Brinker (EAT) Stock Up 31% in 6 Months: Can it Gain Further?
Shares of Brinker International, Inc. EAT have surged 30.7% in the past six months, outperforming the industry’s 1.9% growth. The outperformance can be attributed to expansion and sales-building initiatives along with increased investments in technology and continual focus on take-out businesses. However, a slowdown in some key international markets and overall high costs associated with restaurant operations might hurt its profitability in the future. Let’s delve deeper.
Sales Building Efforts Bode Well
Brinker remains steadfast in its goal to drive traffic and revenues through a range of sales-building initiatives such as streamlining of menu and its innovation, strengthening its value proposition, better food presentation, advertising campaigns, kitchen system optimization and introduction of better service platform. In 2016, the company also initiated a strategic plan — Vision 2020 — to propel revenues. This plan focuses on menu innovation in Chili's, continuous improvement in services and atmosphere to differentiate the brand and gain market traction for achieving long-term earnings per share growth target of 10-15%.
As the Chili’s business has been challenging for the past few quarters, the company has been making critical investments in the brand to mark a turnaround and gear up for improved performance over the long haul. In fact, in the fiscal fourth quarter, Chili’s turn-around strategies have paid off, with traffic and sales moving in the positive direction.
Digitalization to Drive Growth
Brinker is also investing heavily in technology-driven initiatives like online ordering to augment sales and boost guest services. This is because the digital wave has hit the U.S. fast-casual restaurant sector, with many restaurants deploying technology toward enhancing guest experience. Having installed a table top technology at all the company-owned restaurants in partnership with Ziosk, Brinker has now implemented handheld devices across California. This, in turn, is resulting in increased efficiency and speed.

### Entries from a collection
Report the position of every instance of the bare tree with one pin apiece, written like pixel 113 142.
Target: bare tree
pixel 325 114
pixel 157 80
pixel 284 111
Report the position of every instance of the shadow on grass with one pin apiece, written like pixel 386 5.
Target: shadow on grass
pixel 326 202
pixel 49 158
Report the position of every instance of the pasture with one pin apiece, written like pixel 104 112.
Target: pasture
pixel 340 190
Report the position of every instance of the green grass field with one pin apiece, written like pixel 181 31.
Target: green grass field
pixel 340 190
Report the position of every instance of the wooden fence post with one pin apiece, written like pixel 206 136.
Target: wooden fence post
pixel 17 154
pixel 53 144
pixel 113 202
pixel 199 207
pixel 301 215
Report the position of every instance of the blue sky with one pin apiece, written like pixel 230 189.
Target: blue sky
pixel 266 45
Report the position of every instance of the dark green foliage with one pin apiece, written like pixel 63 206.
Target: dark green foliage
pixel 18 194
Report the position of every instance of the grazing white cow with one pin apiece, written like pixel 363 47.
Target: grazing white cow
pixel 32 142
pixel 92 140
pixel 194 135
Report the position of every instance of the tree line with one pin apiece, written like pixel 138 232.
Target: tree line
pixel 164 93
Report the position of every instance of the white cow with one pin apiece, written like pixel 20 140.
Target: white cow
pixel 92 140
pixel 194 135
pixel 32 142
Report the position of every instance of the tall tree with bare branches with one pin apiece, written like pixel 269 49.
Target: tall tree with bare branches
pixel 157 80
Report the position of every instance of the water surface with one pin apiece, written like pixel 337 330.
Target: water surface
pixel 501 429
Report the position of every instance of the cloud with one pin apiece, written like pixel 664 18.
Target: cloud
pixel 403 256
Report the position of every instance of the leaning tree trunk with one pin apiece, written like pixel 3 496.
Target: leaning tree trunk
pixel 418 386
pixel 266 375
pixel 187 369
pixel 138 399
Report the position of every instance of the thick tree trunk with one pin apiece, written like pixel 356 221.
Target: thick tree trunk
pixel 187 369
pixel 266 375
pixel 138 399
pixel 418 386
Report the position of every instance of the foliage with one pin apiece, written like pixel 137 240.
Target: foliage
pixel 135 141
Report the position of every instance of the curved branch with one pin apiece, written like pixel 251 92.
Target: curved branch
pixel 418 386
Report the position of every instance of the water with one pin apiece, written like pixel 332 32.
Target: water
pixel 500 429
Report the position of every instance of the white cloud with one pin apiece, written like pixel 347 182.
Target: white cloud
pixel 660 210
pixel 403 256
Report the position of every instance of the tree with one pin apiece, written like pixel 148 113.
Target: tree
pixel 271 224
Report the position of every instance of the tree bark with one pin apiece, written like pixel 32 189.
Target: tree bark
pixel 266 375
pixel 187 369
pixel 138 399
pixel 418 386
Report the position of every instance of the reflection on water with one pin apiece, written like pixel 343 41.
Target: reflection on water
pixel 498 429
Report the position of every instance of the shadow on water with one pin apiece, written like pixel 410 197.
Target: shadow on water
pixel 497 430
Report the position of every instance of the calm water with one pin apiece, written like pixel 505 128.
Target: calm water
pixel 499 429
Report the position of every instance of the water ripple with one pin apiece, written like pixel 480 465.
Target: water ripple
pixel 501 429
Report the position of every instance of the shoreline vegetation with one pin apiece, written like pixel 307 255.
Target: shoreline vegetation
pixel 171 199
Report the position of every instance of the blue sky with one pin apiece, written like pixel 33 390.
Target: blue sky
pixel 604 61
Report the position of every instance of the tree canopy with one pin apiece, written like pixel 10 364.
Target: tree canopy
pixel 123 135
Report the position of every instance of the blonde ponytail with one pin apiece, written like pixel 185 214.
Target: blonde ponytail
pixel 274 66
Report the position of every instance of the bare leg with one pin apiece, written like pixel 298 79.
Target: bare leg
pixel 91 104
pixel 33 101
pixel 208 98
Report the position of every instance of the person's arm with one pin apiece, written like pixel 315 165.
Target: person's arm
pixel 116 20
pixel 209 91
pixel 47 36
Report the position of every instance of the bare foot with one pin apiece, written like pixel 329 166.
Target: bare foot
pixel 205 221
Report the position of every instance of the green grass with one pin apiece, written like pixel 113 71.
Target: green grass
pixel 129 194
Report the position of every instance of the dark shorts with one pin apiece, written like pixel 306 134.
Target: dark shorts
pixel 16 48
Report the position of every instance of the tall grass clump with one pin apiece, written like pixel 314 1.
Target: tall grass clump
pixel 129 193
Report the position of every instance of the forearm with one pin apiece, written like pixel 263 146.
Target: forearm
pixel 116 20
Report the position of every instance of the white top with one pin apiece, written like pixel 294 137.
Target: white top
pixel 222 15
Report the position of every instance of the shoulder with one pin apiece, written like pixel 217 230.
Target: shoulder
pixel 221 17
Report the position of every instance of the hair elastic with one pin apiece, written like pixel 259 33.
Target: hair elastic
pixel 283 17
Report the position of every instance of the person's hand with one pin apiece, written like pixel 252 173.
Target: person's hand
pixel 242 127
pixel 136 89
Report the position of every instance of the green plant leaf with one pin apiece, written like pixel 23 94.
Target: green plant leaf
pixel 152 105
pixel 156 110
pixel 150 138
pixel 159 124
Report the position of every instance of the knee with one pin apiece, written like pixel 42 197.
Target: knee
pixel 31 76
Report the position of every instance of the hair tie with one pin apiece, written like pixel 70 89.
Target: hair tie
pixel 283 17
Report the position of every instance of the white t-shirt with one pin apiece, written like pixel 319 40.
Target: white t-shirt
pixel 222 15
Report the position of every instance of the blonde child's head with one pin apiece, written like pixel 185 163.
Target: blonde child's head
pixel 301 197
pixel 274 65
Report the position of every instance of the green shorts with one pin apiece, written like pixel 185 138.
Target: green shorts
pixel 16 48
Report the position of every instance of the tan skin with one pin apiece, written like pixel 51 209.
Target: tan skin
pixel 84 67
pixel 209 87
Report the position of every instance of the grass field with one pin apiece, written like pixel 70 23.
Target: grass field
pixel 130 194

### What you will do
Rewrite the Brinker article between "Sales Building Efforts" and "target of 10-15%.", inclusive, changing "propel" to "boost". Rely only on the Brinker article when you respond.

### Written solution
Sales Building Efforts Bode Well
Brinker remains steadfast in its goal to drive traffic and revenues through a range of sales-building initiatives such as streamlining of menu and its innovation, strengthening its value proposition, better food presentation, advertising campaigns, kitchen system optimization and introduction of better service platform. In 2016, the company also initiated a strategic plan — Vision 2020 — to boost revenues. This plan focuses on menu innovation in Chili's, continuous improvement in services and atmosphere to differentiate the brand and gain market traction for achieving long-term earnings per share growth target of 10-15%.